◆ Exercise task A ◆
In the cockatiel forum thread, what are the names of the two cockatiels?
◆ Exercise task B ◆
Reproduce the passage of the cockatiel forum thread from "What I want" up to and including "couldn't be helped..".

◆ Excerpt provided ◆

* begin *

# Re-bonding?



## Mannix (Feb 9, 2011)

Hey, If you have read my post in Introductions, you got the long winded story about my 2 cockatiels Henry and Dexter, a male a female addition to my family 

Henry had always been bonded with me, over the last year I spent alot less time with them and barely let them out due to problems at home and moving house, things like that.. Henry has still kept his connection with me but now I have the capability to let them out all the time.. But the thing is.. They just sit on their cage and preen.. I wonder if they are just.. bored?

What I want to ask is how can I interract with my babes, get them to play and be goofy again, I have lost touch with them in a way and I feel guilty sure but it couldn't be helped..

Dexter is not hand tame at all, doesn't really like people and by now she is just over a year old.. How can I go about working on my relationship with her, she is so attached to Henry and will follow him anywhere and do a lot of things with his lead 

Anything you guys and girls can say, examples of what you yourselves do with your fids, how you won over the untameable.. Everything would be amazing and really help me


----------



## Mannix (Feb 9, 2011)

* end *

◆ Stored data ◆
* begin *

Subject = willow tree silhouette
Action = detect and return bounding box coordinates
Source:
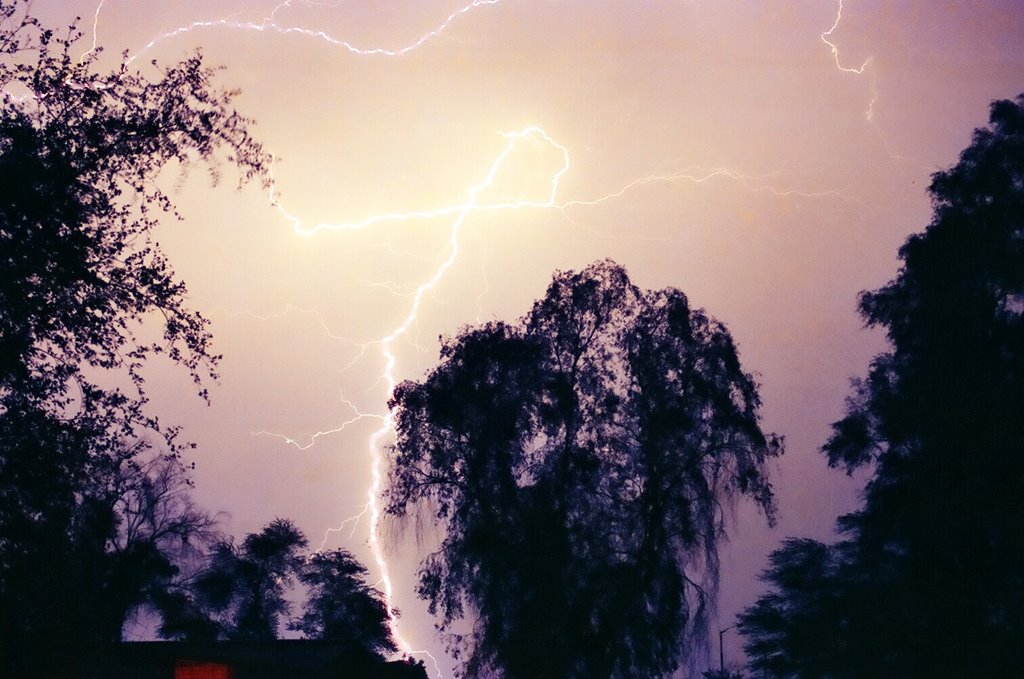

* end *

◆ Expected output A ◆
Henry and Dexter.

◆ Expected output B ◆
What I want to ask is how can I interract with my babes, get them to play and be goofy again, I have lost touch with them in a way and I feel guilty sure but it couldn't be helped..